As of this writing, there are currently two scope definitions defined in Kolibri for the ``facilitydata`` profile:

- The ``full-facility`` scope provides full read and write access to all data related to a facility. This includes the facility model itself plus associated classes, lessons, users, groups, content interaction logs, and everything else related to running a typical Kolibri classroom server.
- The ``single-user`` scope provides some of the access needed by a single learner, specifically the content interaction logs. Note that this does *not* currently include all necessary data. For example, lessons that have been assigned to the user are not in this scope, and must currently be synced through another mechanism (as yet to be determined).

Kolibri's `scope definition fixture <https://github.com/learningequality/kolibri/blob/bd3fe9a04e21e446da39fed92e83c75e11ef1714/kolibri/core/auth/fixtures/scopedefinitions.json>`__ is shown below. Here, note that the ``single-user`` scope allows the user to write content-related logs and to read other facility data so that Kolibri is still able to function properly.

.. code-block:: json

    [
      {
        "model": "morango.scopedefinition",
        "pk": "full-facility",
        "fields": {
          "profile": "facilitydata",
          "version": 1,
          "primary_scope_param_key": "dataset_id",
          "description": "Allows full syncing for data under the Facility with FacilityDataset ID ${dataset_id}.",
          "read_filter_template": "",
          "write_filter_template": "",
          "read_write_filter_template": "${dataset_id}"
        }
      },
      {
        "model": "morango.scopedefinition",
        "pk": "single-user",
        "fields": {
          "profile": "facilitydata",
          "version": 1,
          "primary_scope_param_key": "",
          "description": "Allows syncing data for FacilityUser ${user_id} under Facility with FacilityDataset ID ${dataset_id}.",
          "read_filter_template": "${dataset_id}:allusers-ro\n${dataset_id}:user-ro:${user_id}",
          "write_filter_template": "${dataset_id}:anonymous",
          "read_write_filter_template": "${dataset_id}:user-rw:${user_id}"
        }
      }
    ]


Certificates
------------

**Certificates** are hierarchical pairs of private/public keys that grant device-level permission to sync data within a `filtered scope <#filers-and-scopes>`__ of a `profile <#profiles>`__. Once a device has been granted access to a scope of a profile, that device can grant that scope or a subset of it to other devices by generating child certificate pairs.

*Dataset excerpts*

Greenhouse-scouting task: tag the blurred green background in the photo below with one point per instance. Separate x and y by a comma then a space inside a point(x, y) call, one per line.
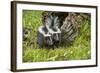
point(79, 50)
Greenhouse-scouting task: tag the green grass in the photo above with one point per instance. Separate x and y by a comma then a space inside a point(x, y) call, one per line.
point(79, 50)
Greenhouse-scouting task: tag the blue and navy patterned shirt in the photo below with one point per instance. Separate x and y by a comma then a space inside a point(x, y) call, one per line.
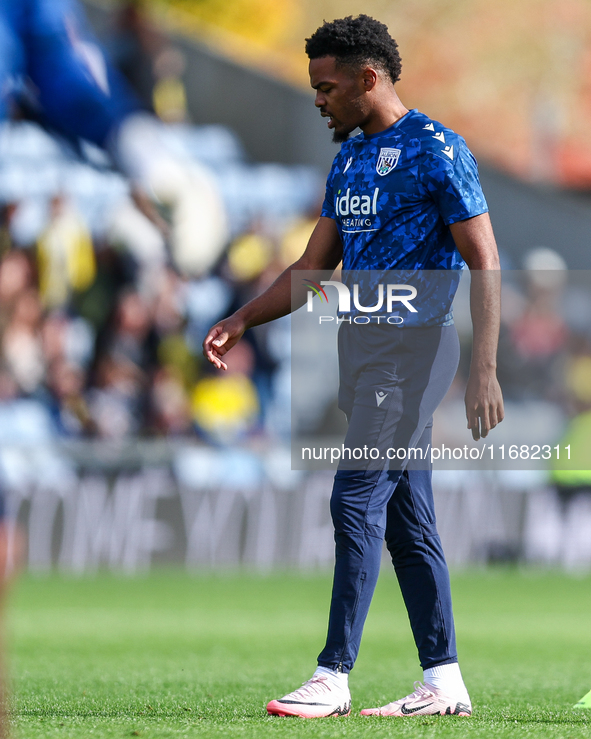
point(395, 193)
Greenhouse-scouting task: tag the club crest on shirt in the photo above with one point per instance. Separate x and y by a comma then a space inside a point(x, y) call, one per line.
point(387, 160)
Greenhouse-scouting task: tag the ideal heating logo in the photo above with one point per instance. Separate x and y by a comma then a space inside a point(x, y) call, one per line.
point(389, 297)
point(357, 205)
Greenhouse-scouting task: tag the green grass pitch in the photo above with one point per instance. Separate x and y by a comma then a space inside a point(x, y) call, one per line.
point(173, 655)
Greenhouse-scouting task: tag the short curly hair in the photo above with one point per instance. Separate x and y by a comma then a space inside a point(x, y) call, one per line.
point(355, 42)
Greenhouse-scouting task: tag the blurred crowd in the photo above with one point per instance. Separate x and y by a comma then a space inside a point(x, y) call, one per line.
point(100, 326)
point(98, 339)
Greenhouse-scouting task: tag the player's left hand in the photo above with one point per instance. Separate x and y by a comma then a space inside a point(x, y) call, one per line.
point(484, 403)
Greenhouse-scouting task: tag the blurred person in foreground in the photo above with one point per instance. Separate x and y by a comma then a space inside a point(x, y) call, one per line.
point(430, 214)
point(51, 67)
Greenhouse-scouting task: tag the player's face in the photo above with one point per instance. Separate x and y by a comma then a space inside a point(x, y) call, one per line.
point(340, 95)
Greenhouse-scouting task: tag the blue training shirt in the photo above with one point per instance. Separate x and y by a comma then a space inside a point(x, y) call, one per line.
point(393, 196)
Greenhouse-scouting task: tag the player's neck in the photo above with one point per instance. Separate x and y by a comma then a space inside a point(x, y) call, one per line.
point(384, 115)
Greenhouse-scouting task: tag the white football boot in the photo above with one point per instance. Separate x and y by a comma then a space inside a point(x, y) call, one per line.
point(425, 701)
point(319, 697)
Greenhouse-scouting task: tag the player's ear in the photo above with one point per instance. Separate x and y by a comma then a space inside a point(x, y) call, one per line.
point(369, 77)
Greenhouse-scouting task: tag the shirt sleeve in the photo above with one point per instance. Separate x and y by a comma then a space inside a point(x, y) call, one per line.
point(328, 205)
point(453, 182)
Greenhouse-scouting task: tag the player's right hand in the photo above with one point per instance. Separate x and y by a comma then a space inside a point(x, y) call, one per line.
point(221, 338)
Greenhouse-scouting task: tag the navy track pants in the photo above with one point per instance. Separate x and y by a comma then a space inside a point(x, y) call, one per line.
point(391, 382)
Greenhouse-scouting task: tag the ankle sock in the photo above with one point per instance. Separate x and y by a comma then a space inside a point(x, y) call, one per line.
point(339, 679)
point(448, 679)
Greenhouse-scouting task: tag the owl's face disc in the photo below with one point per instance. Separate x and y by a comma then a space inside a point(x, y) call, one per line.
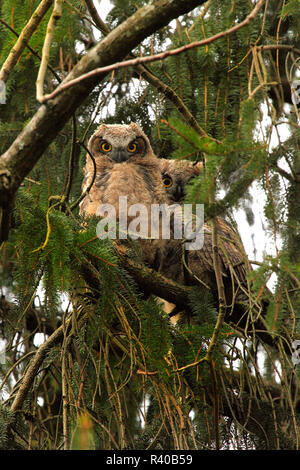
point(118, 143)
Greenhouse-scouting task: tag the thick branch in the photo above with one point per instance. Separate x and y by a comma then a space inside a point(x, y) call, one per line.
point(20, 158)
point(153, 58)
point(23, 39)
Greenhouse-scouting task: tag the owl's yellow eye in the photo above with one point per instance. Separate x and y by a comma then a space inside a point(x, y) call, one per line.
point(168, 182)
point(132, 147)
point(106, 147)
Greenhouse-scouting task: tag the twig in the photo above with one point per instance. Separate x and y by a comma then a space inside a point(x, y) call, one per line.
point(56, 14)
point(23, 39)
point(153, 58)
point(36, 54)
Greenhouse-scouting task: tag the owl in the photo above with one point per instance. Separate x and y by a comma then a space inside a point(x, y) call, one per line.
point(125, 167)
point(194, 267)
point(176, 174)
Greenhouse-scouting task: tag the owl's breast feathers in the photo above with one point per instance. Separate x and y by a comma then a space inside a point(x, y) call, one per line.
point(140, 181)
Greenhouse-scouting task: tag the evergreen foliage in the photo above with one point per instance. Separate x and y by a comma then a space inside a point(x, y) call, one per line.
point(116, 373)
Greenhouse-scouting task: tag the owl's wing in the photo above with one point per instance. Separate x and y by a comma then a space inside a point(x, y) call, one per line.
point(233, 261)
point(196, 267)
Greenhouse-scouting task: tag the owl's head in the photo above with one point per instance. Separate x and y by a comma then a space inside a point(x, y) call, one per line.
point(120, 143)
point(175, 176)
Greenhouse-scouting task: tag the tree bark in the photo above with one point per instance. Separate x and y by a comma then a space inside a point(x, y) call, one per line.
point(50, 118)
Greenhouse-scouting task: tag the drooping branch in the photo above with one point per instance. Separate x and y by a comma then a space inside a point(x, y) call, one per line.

*Exercise goal*
Carry on the passage about Kolibri scope definitions and certificates from the point where it stops. The lines aren't needed here.

*Answer to this problem*
Scope access and the chain of trust are established as follows:

- The private key associated with a parent certificate can be used to issue a child certificate to another device with at most the permission granted by the scope of the parent certificate
- The child certificate can be used by the new device to allow it to prove to other devices that it is authorized to access the scope
- The entire chain of signed certificates back to the origin must be exchanged during sync between devices, and the signatures and hierarchy must be verified

In the example below, *Instance A* is able to establish a future sync relationship with *Instance B* by providing admin credentials to *Instance B* and requesting a signed certificate:

.. image:: ./cert_exchange.png

It should be cautioned that there is currently no mechanism for revoking certificates. This means that a stolen or hijacked device will have access to all data it has been granted, and updates to that data when another device is on the same network.

In Kolibri, on the ``FacilityDataset`` model, we generate the certificate as a function of the ``calculate_source_id`` method. Note that we currently set the ID of the certificate to be the same as the ID of the facility model. This allows queries on the certificate hierarchy tree to find certificates that are associated with the facility.

There's flexibility in the application layer for determining the validity of a root certificate, and it's specified on a per-profile basis. For the ``facilitydata`` profile, Kolibri leverages its ``auth`` models for this.


Streaming architecture
----------------------

Morango includes a streaming architecture for memory-efficient processing of sync data. This architecture is implemented in the ``morango.sync.stream`` module and provides a modular, ETL-like pipeline pattern for processing data records one-by-one, significantly reducing memory overhead compared to batch processing approaches.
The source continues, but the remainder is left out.